- PAGE TEXT:
<<<<

Bharathan (14 November 1946 – 30 July 1998) was an Indian film maker, artist, and art director. Bharathan is noted for being the founder of a new school of film making in Malayalam cinema, along with Padmarajan and K. G. George, in the 1980s, which created films that were widely received while also being critically acclaimed. A train of directors, and screenwriters followed this school onto the 1990s including Sibi Malayil, Kamal, Lohithadas and Jayaraj.

Early life
He was born at Enkakkad near Wadakkancherry, in present-day Thrissur district of Kerala, India.

Career

Art direction
After completing his diploma from the College of Fine Arts, Thrissur, Bharathan entered films as an art director through the Malayalam film Gandharavakshetram (1972), directed by A. Vincent, which also happened to be ons of the first films where actor Thilakan played a noticeable role. He was inspired by his uncle P. N. Menon, an established director. After working as an art director and assistant director in a few films, he made his directorial debut in 1975 with Prayanam, which was based on Padmarajan's script. It also marked the rise of two early proponents of middle-stream Malayalam cinema.

Film direction
Bharathan directed over 40 films in Malayalam and Tamil. Starting his career in 1975 with Prayanam, Bharathan rode to fame with his off-beat Thakara, a film about a dumb-witted central character who falls in love with the village beauty. Some of his other memorable films include Rathinirvedam, Chamaram, Paalangal, Amaram, and Vaishali.

>>>>

- RECORDED INFORMATION:
<<<<

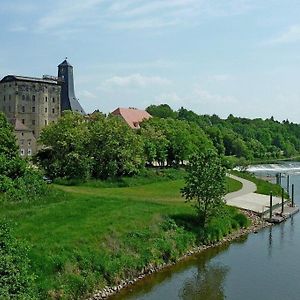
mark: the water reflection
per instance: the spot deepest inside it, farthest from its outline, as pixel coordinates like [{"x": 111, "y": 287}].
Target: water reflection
[
  {"x": 207, "y": 283},
  {"x": 270, "y": 242}
]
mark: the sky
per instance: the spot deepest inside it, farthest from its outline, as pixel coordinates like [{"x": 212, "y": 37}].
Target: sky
[{"x": 219, "y": 57}]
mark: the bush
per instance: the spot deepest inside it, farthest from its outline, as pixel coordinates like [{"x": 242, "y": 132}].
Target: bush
[
  {"x": 16, "y": 279},
  {"x": 30, "y": 186}
]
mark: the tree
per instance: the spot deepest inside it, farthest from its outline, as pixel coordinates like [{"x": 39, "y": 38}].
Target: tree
[
  {"x": 161, "y": 111},
  {"x": 205, "y": 184},
  {"x": 64, "y": 153},
  {"x": 116, "y": 150}
]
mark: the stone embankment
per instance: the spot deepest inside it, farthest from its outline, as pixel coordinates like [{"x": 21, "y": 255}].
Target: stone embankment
[{"x": 257, "y": 224}]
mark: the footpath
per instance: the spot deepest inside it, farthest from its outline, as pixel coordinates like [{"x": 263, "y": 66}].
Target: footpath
[{"x": 247, "y": 199}]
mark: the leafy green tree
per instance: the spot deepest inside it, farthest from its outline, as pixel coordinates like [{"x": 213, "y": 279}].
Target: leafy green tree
[
  {"x": 64, "y": 153},
  {"x": 205, "y": 184},
  {"x": 155, "y": 144},
  {"x": 161, "y": 111},
  {"x": 116, "y": 150}
]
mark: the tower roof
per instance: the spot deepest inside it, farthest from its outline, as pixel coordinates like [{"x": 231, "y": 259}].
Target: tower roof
[{"x": 65, "y": 63}]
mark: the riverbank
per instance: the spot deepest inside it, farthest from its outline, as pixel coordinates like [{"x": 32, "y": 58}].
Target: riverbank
[
  {"x": 95, "y": 234},
  {"x": 257, "y": 224}
]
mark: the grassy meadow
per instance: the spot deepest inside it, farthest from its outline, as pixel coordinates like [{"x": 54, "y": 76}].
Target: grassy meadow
[{"x": 88, "y": 235}]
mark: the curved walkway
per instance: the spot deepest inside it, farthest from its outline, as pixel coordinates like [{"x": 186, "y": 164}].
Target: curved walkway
[
  {"x": 246, "y": 198},
  {"x": 248, "y": 187}
]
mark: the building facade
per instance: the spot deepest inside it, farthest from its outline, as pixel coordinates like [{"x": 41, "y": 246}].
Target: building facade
[{"x": 32, "y": 103}]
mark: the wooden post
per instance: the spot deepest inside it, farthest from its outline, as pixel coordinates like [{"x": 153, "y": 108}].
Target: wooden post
[
  {"x": 279, "y": 178},
  {"x": 293, "y": 195},
  {"x": 282, "y": 200},
  {"x": 271, "y": 204}
]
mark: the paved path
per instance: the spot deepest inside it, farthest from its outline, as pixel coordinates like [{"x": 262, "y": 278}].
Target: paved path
[{"x": 246, "y": 198}]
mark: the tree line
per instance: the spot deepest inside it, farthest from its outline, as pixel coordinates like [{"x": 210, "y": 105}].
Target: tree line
[
  {"x": 240, "y": 137},
  {"x": 99, "y": 146}
]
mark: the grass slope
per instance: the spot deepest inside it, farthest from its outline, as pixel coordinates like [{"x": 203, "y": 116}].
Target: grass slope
[{"x": 86, "y": 236}]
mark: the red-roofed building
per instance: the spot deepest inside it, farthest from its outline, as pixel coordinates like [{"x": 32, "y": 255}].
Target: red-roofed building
[{"x": 132, "y": 116}]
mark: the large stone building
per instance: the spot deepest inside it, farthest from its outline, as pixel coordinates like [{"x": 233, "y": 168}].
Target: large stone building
[{"x": 33, "y": 103}]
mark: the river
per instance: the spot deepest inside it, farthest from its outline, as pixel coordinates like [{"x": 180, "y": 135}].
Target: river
[{"x": 265, "y": 265}]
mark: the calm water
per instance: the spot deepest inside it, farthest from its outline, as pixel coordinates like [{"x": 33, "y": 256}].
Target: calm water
[{"x": 259, "y": 266}]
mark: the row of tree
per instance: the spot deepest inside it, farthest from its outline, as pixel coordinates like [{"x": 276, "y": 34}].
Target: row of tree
[
  {"x": 100, "y": 147},
  {"x": 240, "y": 137}
]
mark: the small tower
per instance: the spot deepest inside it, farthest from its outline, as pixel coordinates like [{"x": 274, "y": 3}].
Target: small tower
[{"x": 67, "y": 96}]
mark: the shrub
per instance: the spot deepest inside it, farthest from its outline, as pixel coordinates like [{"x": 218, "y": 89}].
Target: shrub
[
  {"x": 30, "y": 186},
  {"x": 16, "y": 279}
]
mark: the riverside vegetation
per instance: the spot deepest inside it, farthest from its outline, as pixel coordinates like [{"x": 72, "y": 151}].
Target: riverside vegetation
[{"x": 107, "y": 217}]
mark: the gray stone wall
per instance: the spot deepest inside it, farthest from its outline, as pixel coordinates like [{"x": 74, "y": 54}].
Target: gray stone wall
[{"x": 34, "y": 104}]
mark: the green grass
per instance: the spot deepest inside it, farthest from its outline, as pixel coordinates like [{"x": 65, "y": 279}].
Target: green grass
[
  {"x": 86, "y": 236},
  {"x": 263, "y": 187},
  {"x": 232, "y": 185}
]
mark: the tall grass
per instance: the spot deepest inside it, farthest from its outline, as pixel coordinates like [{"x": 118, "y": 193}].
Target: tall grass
[{"x": 89, "y": 235}]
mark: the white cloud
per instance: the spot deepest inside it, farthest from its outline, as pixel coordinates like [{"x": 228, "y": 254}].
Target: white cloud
[
  {"x": 134, "y": 80},
  {"x": 133, "y": 14},
  {"x": 87, "y": 94},
  {"x": 206, "y": 97},
  {"x": 291, "y": 35},
  {"x": 169, "y": 98},
  {"x": 221, "y": 77}
]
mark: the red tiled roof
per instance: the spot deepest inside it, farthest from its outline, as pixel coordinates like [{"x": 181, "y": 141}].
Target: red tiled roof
[{"x": 132, "y": 116}]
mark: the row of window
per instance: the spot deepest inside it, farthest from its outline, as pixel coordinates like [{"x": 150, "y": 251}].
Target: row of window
[
  {"x": 22, "y": 142},
  {"x": 33, "y": 122},
  {"x": 27, "y": 98},
  {"x": 22, "y": 152},
  {"x": 33, "y": 109},
  {"x": 32, "y": 87}
]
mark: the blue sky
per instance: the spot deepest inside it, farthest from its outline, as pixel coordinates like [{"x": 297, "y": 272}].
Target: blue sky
[{"x": 211, "y": 56}]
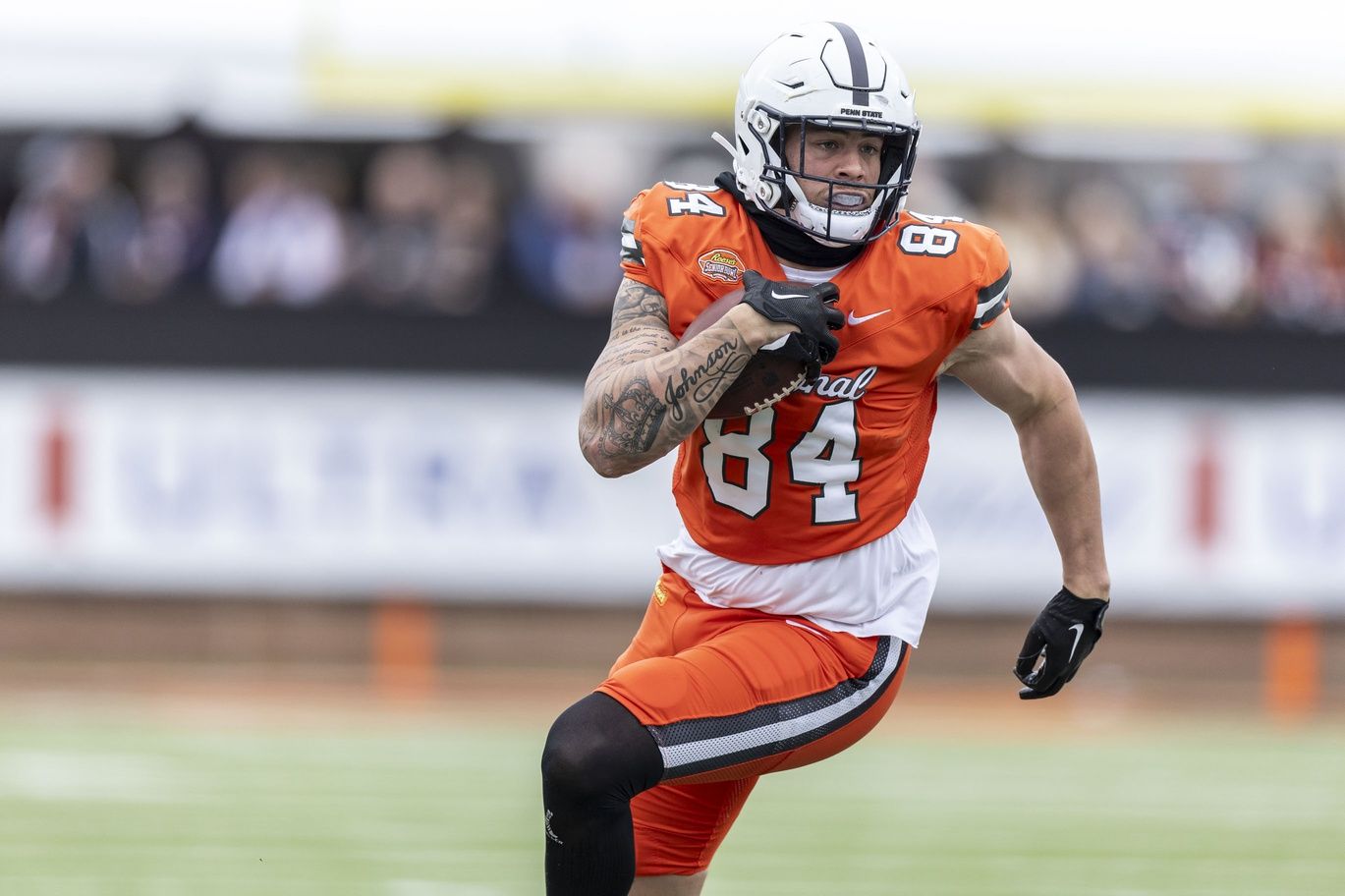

>>>>

Write out the entire Bharathan biography from the top of the page again, word for word.

- RESULT FOR THIS TASK:
Bharathan (14 November 1946 – 30 July 1998) was an Indian film maker, artist, and art director. Bharathan is noted for being the founder of a new school of film making in Malayalam cinema, along with Padmarajan and K. G. George, in the 1980s, which created films that were widely received while also being critically acclaimed. A train of directors, and screenwriters followed this school onto the 1990s including Sibi Malayil, Kamal, Lohithadas and Jayaraj.

Early life
He was born at Enkakkad near Wadakkancherry, in present-day Thrissur district of Kerala, India.

Career

Art direction
After completing his diploma from the College of Fine Arts, Thrissur, Bharathan entered films as an art director through the Malayalam film Gandharavakshetram (1972), directed by A. Vincent, which also happened to be ons of the first films where actor Thilakan played a noticeable role. He was inspired by his uncle P. N. Menon, an established director. After working as an art director and assistant director in a few films, he made his directorial debut in 1975 with Prayanam, which was based on Padmarajan's script. It also marked the rise of two early proponents of middle-stream Malayalam cinema.

Film direction
Bharathan directed over 40 films in Malayalam and Tamil. Starting his career in 1975 with Prayanam, Bharathan rode to fame with his off-beat Thakara, a film about a dumb-witted central character who falls in love with the village beauty. Some of his other memorable films include Rathinirvedam, Chamaram, Paalangal, Amaram, and Vaishali.